[Position annotation records]
————

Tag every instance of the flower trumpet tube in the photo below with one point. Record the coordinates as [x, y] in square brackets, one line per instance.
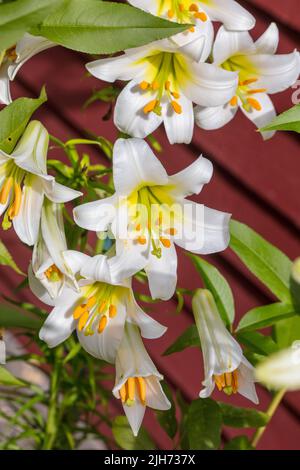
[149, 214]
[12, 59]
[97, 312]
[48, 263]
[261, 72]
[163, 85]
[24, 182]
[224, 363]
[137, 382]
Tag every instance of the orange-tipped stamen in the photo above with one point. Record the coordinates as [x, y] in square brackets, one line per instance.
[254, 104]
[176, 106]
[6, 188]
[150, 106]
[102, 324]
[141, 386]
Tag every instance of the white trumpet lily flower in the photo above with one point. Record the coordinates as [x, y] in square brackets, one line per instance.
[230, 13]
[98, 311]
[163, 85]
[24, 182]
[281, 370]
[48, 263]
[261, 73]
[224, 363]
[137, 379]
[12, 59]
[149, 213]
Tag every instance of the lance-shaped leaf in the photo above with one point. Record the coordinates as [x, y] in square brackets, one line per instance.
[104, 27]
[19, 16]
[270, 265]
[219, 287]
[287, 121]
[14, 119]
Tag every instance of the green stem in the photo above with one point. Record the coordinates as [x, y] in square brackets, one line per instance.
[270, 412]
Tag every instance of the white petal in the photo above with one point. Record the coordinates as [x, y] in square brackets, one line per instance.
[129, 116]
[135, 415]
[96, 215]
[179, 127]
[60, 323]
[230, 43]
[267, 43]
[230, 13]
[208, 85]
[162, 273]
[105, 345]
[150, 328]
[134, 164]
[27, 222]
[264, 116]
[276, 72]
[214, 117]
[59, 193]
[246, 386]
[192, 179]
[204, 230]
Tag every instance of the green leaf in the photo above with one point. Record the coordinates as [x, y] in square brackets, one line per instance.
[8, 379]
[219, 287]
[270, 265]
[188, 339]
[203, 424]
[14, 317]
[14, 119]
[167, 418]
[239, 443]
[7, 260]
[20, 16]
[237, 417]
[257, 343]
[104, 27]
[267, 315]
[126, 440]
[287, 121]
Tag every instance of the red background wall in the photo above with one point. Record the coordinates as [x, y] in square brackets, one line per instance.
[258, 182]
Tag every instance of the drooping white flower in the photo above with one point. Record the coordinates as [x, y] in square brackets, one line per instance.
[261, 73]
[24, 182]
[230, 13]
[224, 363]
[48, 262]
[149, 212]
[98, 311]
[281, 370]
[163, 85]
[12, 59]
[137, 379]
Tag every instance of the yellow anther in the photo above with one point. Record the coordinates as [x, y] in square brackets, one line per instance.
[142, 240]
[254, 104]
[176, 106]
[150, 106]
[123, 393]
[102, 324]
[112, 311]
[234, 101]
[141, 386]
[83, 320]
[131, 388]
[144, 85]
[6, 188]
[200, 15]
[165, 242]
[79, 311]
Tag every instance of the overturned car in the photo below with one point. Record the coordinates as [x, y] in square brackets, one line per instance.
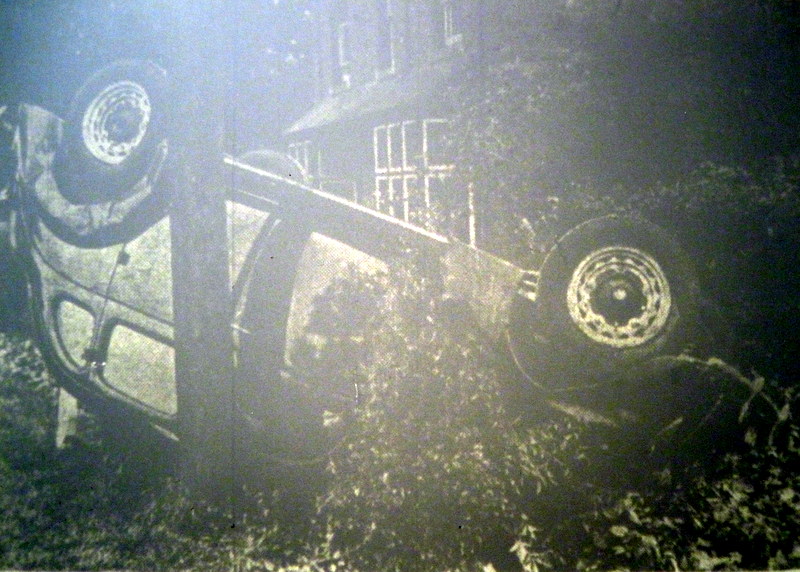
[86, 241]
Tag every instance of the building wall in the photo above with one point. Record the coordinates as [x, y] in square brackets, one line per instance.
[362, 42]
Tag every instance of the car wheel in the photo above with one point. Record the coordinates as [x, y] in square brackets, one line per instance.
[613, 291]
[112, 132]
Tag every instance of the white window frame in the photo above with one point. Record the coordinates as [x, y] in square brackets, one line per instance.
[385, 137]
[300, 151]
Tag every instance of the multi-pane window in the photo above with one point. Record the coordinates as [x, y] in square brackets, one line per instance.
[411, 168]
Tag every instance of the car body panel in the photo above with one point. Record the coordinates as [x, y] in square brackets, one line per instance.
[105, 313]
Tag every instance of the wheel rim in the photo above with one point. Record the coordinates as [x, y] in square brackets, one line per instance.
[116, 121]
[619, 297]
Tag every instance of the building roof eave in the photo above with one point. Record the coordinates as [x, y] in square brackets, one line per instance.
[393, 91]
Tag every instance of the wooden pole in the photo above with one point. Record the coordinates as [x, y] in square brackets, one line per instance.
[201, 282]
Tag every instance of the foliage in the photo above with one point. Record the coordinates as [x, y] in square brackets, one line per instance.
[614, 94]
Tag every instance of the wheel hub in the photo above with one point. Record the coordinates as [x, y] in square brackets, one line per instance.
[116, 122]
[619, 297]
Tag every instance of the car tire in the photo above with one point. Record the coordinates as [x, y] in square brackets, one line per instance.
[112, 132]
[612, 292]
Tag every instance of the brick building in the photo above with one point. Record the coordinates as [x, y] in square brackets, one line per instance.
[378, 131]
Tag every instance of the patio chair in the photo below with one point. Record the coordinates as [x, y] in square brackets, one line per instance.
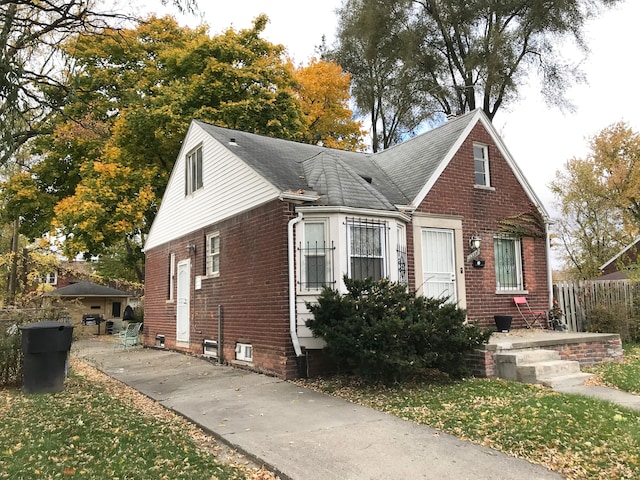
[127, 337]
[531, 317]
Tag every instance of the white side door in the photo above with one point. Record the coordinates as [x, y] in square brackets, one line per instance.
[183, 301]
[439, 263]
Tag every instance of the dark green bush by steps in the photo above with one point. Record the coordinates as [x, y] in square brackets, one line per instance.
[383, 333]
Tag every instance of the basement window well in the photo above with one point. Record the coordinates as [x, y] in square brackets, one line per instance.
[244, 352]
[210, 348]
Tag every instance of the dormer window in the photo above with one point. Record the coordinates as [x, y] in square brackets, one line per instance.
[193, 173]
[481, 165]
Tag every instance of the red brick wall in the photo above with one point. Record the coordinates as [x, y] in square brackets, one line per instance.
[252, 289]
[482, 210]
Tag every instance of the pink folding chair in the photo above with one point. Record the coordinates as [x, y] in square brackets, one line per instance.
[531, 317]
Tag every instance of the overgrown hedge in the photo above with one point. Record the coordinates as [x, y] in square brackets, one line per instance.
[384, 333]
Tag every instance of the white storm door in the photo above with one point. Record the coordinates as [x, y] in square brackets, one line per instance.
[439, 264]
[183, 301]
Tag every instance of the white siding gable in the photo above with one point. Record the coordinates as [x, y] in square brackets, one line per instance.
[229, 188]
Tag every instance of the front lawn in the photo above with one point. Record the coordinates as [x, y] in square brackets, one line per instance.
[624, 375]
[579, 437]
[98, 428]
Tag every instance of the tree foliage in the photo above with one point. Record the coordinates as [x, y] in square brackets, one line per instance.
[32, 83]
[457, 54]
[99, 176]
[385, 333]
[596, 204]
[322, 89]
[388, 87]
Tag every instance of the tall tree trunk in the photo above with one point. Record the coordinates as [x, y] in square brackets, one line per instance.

————

Request:
Recast every line of the records above as a JSON list of strings, one string per line, skipping blank lines. Omit the pictures from your answer.

Reply to the exercise:
[
  "Tag every instance of the flower trumpet tube in the photo below with one point. Record the coordinates as [x, y] in square brackets, one line per instance.",
  "[149, 214]",
  "[12, 59]",
  "[97, 312]",
  "[48, 263]",
  "[261, 72]",
  "[163, 85]",
  "[24, 182]",
  "[224, 363]",
  "[137, 382]",
  "Tag every instance of the orange-tipped stamen in the photo above with one point. Record the coordinates as [x, y] in square brackets, one line per instance.",
  "[254, 104]",
  "[176, 106]",
  "[6, 188]",
  "[150, 106]",
  "[102, 324]",
  "[141, 386]",
  "Tag every instance of the white trumpet lily flower in the photo above with one point. Record the coordinates as [x, y] in square brackets, one line per instance.",
  "[230, 13]",
  "[98, 311]",
  "[163, 85]",
  "[24, 182]",
  "[281, 370]",
  "[48, 263]",
  "[261, 73]",
  "[224, 363]",
  "[137, 379]",
  "[12, 59]",
  "[149, 213]",
  "Tag every instance of the lance-shaped leaf in the photo above with one point. Record the coordinates as [x, y] in square brackets, one line per instance.",
  "[104, 27]",
  "[19, 16]",
  "[270, 265]",
  "[219, 287]",
  "[287, 121]",
  "[14, 119]",
  "Tag every instance of the green stem in the photo above with one point. Record the coordinates as [x, y] in square brackets, one line per instance.",
  "[270, 412]",
  "Tag every instance of the white petal in the photo above with one point. Record the coordinates as [x, y] in square brackets, one line per instance.",
  "[129, 116]",
  "[135, 415]",
  "[96, 215]",
  "[179, 127]",
  "[60, 323]",
  "[230, 43]",
  "[267, 43]",
  "[230, 13]",
  "[208, 85]",
  "[162, 273]",
  "[105, 345]",
  "[150, 328]",
  "[134, 164]",
  "[27, 222]",
  "[264, 116]",
  "[276, 72]",
  "[214, 117]",
  "[59, 193]",
  "[246, 386]",
  "[192, 179]",
  "[204, 230]",
  "Tag every instance of the green leaf in the photo above with one point. Record the coordinates as [x, y] in square brackets, one line per instance.",
  "[8, 379]",
  "[219, 287]",
  "[270, 265]",
  "[188, 339]",
  "[203, 424]",
  "[14, 317]",
  "[14, 119]",
  "[167, 418]",
  "[239, 443]",
  "[7, 260]",
  "[20, 16]",
  "[237, 417]",
  "[257, 343]",
  "[104, 27]",
  "[267, 315]",
  "[126, 440]",
  "[287, 121]",
  "Tag every instance of the red background wall in the photo above with one point. Record the coordinates as [x, y] in square brackets, one line per instance.",
  "[258, 182]",
  "Tag every instance of the drooping white flower in the photo above with one point. Record the coordinates as [x, y] in square brackets, one line per instance.",
  "[261, 73]",
  "[24, 182]",
  "[230, 13]",
  "[224, 363]",
  "[48, 262]",
  "[149, 212]",
  "[98, 311]",
  "[281, 370]",
  "[163, 85]",
  "[12, 59]",
  "[137, 379]",
  "Tag every instance of the yellow anther in the photo above with one point. Record the coordinates as [x, y] in square brackets, one line per instance.",
  "[142, 240]",
  "[254, 104]",
  "[176, 106]",
  "[150, 106]",
  "[123, 393]",
  "[102, 324]",
  "[112, 311]",
  "[234, 101]",
  "[141, 386]",
  "[83, 320]",
  "[131, 388]",
  "[144, 85]",
  "[6, 188]",
  "[200, 15]",
  "[165, 242]",
  "[79, 311]",
  "Tag every instance of the overturned car in the photo below with one point. Record the coordinates as [x, y] in square brackets, one line per instance.",
  "[86, 241]",
  "Tag every instance of the building wall in the photo above with one point. Record the coordinates as [x, y] in square brackets, one line per instance.",
  "[362, 42]",
  "Tag every instance of the car wheel in the photo above with one point. Record the coordinates as [x, y] in square brackets, one line per instance.",
  "[613, 291]",
  "[112, 132]",
  "Tag every instance of the white window frame in the photo above with one point. Record the coordinates as [x, y] in square brackets, one line per instance.",
  "[385, 137]",
  "[300, 151]",
  "Tag every instance of the multi-pane window in the photo above with one point. Record the coordinates as [x, y] in square brackets, one line per instance.",
  "[411, 168]",
  "Tag every instance of the car body panel in the photo above with one point. Record the coordinates as [x, y] in square brackets, one line per instance.",
  "[105, 313]",
  "Tag every instance of the wheel rim in the photo above with one point. Record the coordinates as [x, y] in square brackets, one line per instance.",
  "[116, 121]",
  "[619, 297]",
  "Tag every instance of the building roof eave in the photo above with one point. Record the coordinates as [x, y] in square brackets, one line per instance.",
  "[393, 91]",
  "Tag every instance of the wooden pole in the photo above with one point. Record the coordinates as [x, y] in square brackets, one line per instance.",
  "[201, 282]",
  "Tag every instance of the foliage in the photo above with one point. Record the coordinates as [x, y] in square brackets, one line per instance.",
  "[614, 94]",
  "Tag every instance of the wheel hub in the photo above with one point. Record the coordinates as [x, y] in square brackets, one line per instance.",
  "[116, 122]",
  "[619, 297]",
  "Tag every instance of the car tire in the photo above with one point. Record the coordinates as [x, y] in square brackets, one line per instance.",
  "[112, 132]",
  "[612, 292]",
  "Tag every instance of the brick building in the photo above with one point. Record the coordinates as [x, y] in square brackets, one line per instance.",
  "[378, 131]",
  "Tag every instance of the patio chair in the photo below with one point. Record the coordinates as [x, y] in square brackets, one line per instance.",
  "[127, 337]",
  "[531, 317]",
  "Tag every instance of the white side door in the photo above with one point. Record the coordinates as [x, y] in square brackets, one line per instance.",
  "[183, 301]",
  "[439, 263]",
  "Tag every instance of the dark green bush by steps in the photo above with one point. Record the coordinates as [x, y] in square brackets, one line per instance.",
  "[383, 333]",
  "Tag every instance of the basement window well in the photo above with one point. Record the coordinates as [x, y] in square brackets, one line per instance.",
  "[244, 352]",
  "[210, 348]",
  "Tag every instance of the dormer window in the photo above with one point. Record the coordinates as [x, y] in square brackets, one line per instance.",
  "[193, 173]",
  "[481, 165]",
  "Tag every instance of the red brick wall in the photo above with one point. Record the coordinates as [x, y] in square brackets, one line per instance.",
  "[252, 289]",
  "[482, 210]",
  "Tag every instance of the pink folding chair in the photo above with one point. Record the coordinates as [x, y] in square brackets, one line per instance.",
  "[531, 317]",
  "Tag every instance of the overgrown hedge in the photo above with one point. Record the coordinates as [x, y] in square brackets, one line per instance.",
  "[384, 333]",
  "Tag every instance of the white storm door in the photo above with one point. Record the coordinates as [x, y] in square brackets, one line per instance.",
  "[439, 264]",
  "[183, 301]",
  "Tag every instance of the white siding gable in the photo above with one point. Record the coordinates as [x, y] in square brackets, one line per instance.",
  "[229, 188]",
  "Tag every instance of the front lawn in the photo above with one point. Record the coordinates as [x, y] in square brackets, one line per instance.",
  "[624, 375]",
  "[579, 437]",
  "[98, 428]",
  "Tag every instance of the tree foliage in the photo above with one point. Record the coordinates as [x, y] in square brackets, one line per instance.",
  "[32, 83]",
  "[457, 54]",
  "[99, 176]",
  "[385, 333]",
  "[596, 204]",
  "[322, 89]",
  "[388, 87]",
  "Tag every instance of the tall tree trunk in the photo above with one point. Record the coordinates as [x, y] in square brackets, one line per instance."
]